Print everything in the passage on eye length measurement from "Table 2 Factors" down to "status or AXL.", word for word.

### SOURCE TEXT
- Opening Delimiter -

Table 2 Factors associated with predictive postoperative refractive error within and outside ±1 D
Full size table

Discussion

Previous studies13, 14, 15, 16, 17, 18, 19 demonstrated that the IOL master appears to be a feasible and satisfactorily accurate method for measuring AXL in patients with SO-filled eyes. This study revealed similar outcomes and provided acceptable results in all lens status or AXL.

When comparing between the IOL master and A-scan immersion, both techniques showed that they had statistical differences in the mean AXL and predictive postoperative refractive error for SO-filled eyes. This study found that the preoperative AXL measured by A-scan immersion (range 19.27–36.18 mm) had a wider range than that measured by IOL master (range 21.33–28.61 mm), and also a higher variable when compared with the postoperative AXL (range 21.58–27.94 mm). In addition, the postoperative and target refraction range differed between −14.62 and 16.41 D in the A-scan immersion group and −2.74 and 2.33 D in the IOL master group. These findings indicated that A-scan immersion biometry had a higher deviation. Factors of high deviation included an eye with AXL >25 mm and aphakia status. SO-filled long eyes in the immersion A-scan measurement, particularly those with posterior staphyloma, may create errors in the estimated sound speed. Also, a false echo or artifact formation may be caused in aphakic eyes by multiple small emulsification droplets or a prolapse of the SO into the anterior chamber.2, 7, 20

This study demonstrated that the IOL master would be more accurate in SO-filled eyes with a preoperative composite SNR of >100. The composite SNR resulted from advanced technology, improving AXL measurement in the IOL master version 5.0, which combines several signals together and cancels statistical noise to obtain a significant peak in the signal. With this technology, the number of measurable patients can be increased. However, in some cases (10–17%),11, 12 performance of the IOL master is impossible, because of limitations of the machine, such as dense media opacity (corneal or lens opacity), poor fixation by the patients, or no machine availability. A-scan immersion would be useful in these situations and is recommended by this study for confirming results from other techniques, especially because of its high deviation in aphakia or an eye with AXL >25 mm. The other techniques include use of the following:

  1. 1)

    Preoperative AXL in that eye if macular on and scleral buckle is not used during surgery.1

  2. 2)

- Closing Delimiter -

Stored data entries
- Opening Delimiter -

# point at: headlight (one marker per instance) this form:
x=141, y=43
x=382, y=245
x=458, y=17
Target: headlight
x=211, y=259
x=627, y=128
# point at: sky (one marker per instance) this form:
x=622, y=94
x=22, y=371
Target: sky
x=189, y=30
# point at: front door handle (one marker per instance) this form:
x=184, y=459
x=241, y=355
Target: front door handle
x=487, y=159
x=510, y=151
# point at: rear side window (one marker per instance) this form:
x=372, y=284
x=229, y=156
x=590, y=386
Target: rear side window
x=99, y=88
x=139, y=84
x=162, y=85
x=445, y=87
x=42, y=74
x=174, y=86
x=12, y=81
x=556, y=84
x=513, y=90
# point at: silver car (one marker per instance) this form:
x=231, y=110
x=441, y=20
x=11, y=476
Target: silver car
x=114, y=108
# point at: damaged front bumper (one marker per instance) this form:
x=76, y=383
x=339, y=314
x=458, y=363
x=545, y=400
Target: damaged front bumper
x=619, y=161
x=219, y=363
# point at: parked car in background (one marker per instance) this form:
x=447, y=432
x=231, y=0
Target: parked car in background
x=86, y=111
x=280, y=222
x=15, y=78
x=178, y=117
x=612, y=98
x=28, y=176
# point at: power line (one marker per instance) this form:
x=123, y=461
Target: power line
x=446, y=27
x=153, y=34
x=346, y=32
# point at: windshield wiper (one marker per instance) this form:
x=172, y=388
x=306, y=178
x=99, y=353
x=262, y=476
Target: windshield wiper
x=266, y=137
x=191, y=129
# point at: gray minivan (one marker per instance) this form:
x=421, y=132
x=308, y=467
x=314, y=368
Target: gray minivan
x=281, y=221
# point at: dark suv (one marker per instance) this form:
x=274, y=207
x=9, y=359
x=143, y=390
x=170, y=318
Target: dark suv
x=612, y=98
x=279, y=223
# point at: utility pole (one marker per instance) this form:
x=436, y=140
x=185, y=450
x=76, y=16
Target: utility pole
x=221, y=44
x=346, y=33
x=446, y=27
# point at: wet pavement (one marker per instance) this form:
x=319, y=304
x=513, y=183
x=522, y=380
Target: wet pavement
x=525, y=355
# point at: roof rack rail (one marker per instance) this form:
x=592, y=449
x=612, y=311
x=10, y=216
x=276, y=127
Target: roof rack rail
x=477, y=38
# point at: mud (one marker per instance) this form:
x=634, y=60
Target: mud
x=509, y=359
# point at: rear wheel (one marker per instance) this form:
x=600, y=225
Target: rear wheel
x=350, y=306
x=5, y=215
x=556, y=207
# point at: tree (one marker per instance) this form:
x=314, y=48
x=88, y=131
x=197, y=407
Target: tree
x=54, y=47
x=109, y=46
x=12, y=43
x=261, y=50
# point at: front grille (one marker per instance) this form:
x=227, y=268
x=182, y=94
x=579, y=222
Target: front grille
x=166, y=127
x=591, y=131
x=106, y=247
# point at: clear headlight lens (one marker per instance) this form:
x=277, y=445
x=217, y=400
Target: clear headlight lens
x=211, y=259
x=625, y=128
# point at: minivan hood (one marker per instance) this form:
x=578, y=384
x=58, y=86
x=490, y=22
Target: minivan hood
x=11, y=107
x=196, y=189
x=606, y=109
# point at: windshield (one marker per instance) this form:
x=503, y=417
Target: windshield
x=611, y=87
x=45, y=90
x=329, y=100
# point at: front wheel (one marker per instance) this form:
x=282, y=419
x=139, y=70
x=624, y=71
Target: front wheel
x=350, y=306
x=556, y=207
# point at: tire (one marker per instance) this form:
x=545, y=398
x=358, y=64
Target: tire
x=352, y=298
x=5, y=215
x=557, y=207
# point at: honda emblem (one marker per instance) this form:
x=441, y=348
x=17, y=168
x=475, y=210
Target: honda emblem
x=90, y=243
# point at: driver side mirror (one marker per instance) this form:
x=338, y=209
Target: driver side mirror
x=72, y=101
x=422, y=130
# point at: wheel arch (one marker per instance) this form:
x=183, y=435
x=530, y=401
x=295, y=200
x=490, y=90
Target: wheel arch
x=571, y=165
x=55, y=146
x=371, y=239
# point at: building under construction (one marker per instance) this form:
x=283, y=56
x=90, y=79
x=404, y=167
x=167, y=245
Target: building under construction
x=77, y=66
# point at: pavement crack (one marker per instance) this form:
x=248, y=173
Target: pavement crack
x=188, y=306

- Closing Delimiter -

### EXERCISE ANSWER
Table 2 Factors associated with predictive postoperative refractive error within and outside ±1 D
Full size table

Discussion

Previous studies13, 14, 15, 16, 17, 18, 19 demonstrated that the IOL master appears to be a feasible and satisfactorily accurate method for measuring AXL in patients with SO-filled eyes. This study revealed similar outcomes and provided acceptable results in all lens status or AXL.